[Dataset lines showing where objects appear]
[START]

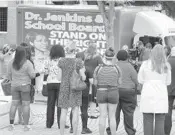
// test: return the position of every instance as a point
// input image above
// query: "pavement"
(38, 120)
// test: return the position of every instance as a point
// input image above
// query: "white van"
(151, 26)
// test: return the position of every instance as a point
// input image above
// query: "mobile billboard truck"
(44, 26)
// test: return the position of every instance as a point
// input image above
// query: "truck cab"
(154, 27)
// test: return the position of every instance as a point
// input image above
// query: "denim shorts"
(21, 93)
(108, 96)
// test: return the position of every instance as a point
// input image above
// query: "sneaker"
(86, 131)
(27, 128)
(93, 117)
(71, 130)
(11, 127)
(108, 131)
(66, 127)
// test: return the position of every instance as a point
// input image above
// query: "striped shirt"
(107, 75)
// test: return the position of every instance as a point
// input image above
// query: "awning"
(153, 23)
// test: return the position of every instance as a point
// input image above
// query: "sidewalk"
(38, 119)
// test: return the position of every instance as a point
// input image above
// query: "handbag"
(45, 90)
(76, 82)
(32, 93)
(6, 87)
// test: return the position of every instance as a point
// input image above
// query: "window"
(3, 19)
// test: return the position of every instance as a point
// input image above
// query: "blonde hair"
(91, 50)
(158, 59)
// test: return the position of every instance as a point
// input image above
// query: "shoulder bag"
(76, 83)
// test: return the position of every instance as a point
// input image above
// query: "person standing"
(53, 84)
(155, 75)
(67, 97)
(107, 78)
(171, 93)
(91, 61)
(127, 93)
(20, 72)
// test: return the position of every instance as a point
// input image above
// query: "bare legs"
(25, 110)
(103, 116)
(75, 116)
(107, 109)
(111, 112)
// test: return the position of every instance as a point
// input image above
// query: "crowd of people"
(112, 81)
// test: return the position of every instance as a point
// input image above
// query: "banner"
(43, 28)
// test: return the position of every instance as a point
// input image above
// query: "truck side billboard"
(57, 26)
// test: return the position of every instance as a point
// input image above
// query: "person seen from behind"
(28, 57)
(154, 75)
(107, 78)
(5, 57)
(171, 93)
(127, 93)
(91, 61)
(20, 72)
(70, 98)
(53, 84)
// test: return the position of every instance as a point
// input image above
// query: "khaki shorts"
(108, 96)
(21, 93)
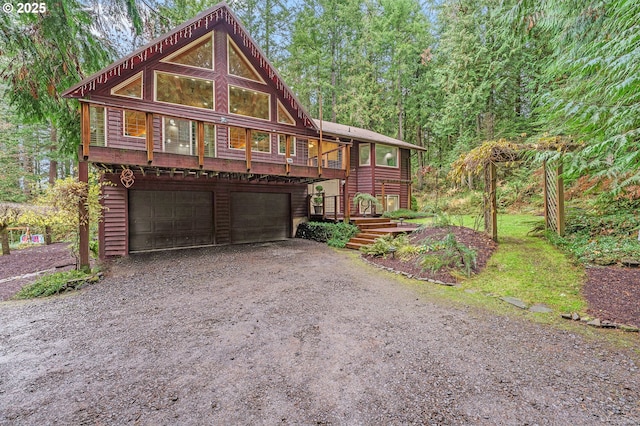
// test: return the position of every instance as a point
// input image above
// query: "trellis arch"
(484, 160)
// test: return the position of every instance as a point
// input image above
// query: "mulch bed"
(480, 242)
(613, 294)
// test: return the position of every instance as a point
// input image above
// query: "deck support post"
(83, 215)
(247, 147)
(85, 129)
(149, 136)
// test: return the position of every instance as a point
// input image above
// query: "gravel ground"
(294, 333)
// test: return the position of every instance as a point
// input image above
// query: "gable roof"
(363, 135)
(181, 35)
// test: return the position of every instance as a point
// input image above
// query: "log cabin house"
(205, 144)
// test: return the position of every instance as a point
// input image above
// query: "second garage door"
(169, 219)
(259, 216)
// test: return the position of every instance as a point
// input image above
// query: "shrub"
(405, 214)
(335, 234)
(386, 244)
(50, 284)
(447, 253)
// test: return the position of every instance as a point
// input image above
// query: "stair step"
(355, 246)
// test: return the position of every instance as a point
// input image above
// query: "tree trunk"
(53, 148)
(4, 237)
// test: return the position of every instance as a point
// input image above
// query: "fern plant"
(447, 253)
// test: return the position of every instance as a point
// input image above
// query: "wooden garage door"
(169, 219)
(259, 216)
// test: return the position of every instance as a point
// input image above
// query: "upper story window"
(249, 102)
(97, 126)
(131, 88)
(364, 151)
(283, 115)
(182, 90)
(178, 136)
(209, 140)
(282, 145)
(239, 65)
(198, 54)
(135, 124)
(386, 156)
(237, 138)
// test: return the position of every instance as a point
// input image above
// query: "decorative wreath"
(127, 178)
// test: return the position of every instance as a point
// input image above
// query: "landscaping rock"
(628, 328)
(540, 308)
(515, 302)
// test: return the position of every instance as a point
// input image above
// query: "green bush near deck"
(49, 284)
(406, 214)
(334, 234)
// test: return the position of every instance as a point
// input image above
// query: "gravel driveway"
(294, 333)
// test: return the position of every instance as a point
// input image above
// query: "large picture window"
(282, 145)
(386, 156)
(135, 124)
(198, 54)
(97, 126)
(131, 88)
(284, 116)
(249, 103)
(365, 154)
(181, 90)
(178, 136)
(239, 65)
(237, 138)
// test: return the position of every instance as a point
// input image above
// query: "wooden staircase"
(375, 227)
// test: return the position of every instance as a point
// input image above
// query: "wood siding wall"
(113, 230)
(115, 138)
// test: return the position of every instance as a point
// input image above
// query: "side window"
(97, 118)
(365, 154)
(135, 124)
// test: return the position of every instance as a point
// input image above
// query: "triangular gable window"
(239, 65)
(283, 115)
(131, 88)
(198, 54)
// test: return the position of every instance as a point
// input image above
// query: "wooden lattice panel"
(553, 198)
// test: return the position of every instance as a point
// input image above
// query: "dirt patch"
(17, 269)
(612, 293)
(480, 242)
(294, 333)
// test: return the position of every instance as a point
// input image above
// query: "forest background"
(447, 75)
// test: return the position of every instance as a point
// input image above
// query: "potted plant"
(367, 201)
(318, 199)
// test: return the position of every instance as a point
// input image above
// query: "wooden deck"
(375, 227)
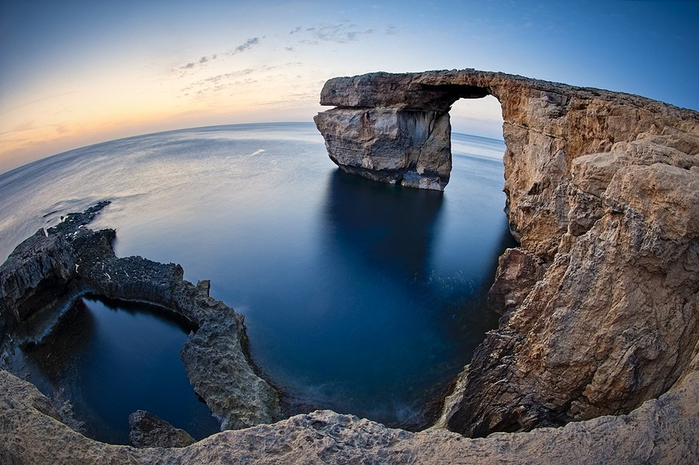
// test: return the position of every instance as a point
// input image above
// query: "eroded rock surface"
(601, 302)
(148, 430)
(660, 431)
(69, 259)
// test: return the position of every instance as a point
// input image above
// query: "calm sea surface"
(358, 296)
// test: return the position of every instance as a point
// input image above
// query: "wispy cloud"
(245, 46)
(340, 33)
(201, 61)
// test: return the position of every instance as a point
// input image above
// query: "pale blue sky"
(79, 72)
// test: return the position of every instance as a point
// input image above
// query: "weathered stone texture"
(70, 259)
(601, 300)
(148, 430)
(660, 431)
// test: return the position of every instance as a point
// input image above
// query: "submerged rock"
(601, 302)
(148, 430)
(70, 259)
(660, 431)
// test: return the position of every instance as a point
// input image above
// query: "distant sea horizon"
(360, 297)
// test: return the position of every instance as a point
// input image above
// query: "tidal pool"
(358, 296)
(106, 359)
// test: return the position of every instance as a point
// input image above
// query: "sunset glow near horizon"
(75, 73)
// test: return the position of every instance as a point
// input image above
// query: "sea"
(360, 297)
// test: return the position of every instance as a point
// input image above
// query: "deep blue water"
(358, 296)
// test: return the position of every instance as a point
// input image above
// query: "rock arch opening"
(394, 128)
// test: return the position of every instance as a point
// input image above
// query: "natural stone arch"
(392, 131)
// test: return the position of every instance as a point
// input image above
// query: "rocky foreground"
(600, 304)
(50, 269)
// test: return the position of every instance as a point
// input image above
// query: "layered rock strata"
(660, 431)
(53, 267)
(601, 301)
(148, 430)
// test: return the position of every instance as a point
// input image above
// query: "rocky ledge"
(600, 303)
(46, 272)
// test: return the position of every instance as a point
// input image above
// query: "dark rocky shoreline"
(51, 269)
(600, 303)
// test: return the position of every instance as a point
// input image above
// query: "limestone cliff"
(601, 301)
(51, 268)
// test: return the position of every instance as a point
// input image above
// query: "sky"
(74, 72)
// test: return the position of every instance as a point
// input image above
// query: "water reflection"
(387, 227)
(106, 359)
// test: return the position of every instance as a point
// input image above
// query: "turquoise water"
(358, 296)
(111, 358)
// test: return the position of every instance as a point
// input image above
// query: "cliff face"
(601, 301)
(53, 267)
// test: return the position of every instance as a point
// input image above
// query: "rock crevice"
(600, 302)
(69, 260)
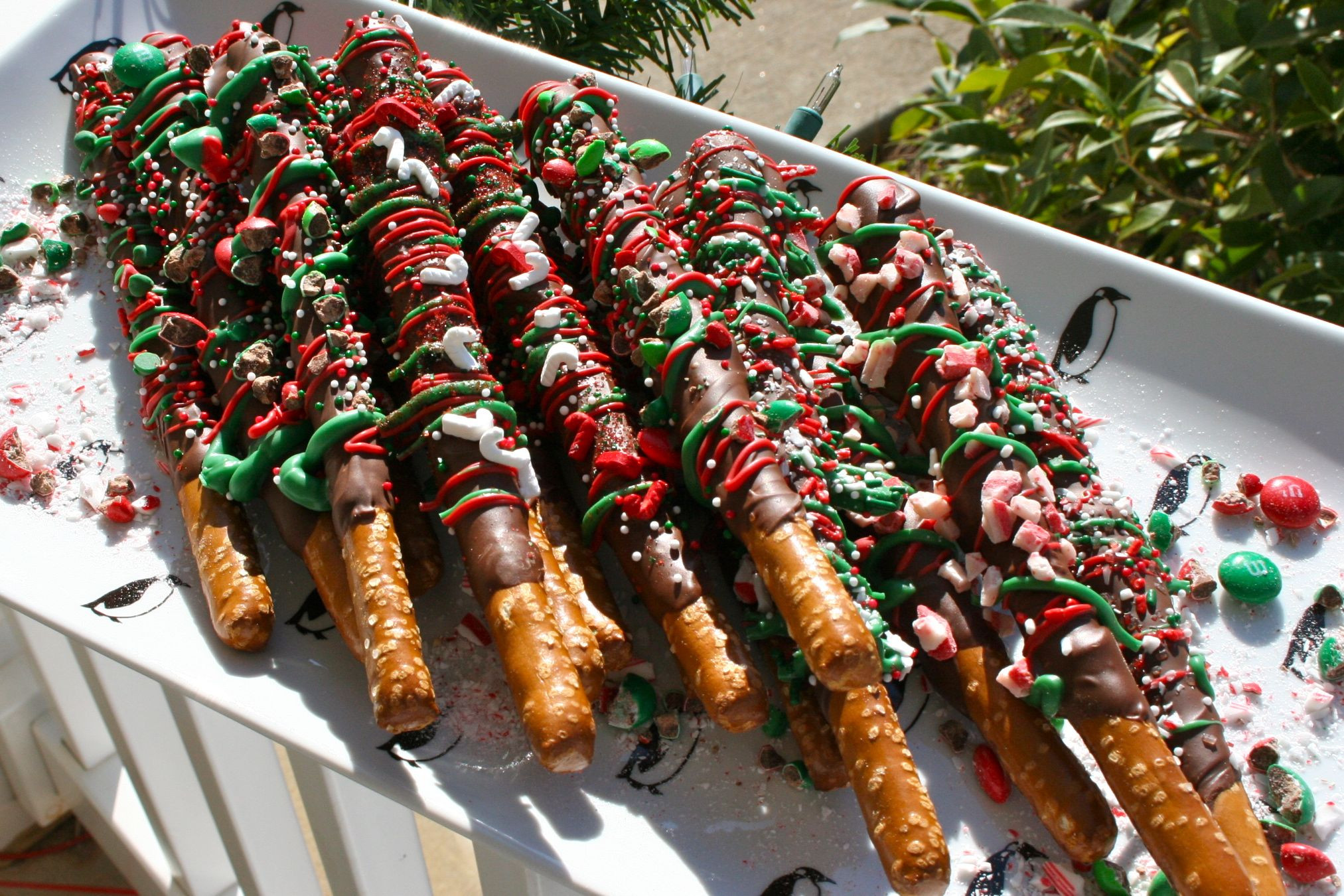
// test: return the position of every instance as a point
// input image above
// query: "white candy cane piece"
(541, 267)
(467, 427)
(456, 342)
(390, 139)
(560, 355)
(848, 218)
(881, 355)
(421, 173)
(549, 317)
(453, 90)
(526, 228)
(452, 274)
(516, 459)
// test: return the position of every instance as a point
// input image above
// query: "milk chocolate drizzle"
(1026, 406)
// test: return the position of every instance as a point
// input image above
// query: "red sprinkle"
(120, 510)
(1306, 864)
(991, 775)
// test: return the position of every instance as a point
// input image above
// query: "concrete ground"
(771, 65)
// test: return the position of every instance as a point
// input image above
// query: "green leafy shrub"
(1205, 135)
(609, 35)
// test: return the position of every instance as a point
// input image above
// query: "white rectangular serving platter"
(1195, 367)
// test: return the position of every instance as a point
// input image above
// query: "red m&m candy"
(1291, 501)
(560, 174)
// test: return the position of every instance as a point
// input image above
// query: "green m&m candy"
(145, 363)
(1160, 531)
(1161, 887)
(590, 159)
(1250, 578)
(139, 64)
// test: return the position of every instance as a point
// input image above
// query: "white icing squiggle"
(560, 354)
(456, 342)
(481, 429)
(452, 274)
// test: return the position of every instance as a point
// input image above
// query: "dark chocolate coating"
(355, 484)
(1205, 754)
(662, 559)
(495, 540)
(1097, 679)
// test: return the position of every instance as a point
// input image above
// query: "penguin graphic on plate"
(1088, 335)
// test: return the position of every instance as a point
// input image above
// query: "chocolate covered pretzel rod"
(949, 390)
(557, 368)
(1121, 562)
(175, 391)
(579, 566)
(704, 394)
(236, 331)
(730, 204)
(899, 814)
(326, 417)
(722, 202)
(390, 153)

[END]

- INSTRUCTIONS TO FOLLOW
Identify each line above that contains the word "door". Copy every such line.

- COMPLETE ANSWER
// query: "second garage door"
// query: "wooden garage door"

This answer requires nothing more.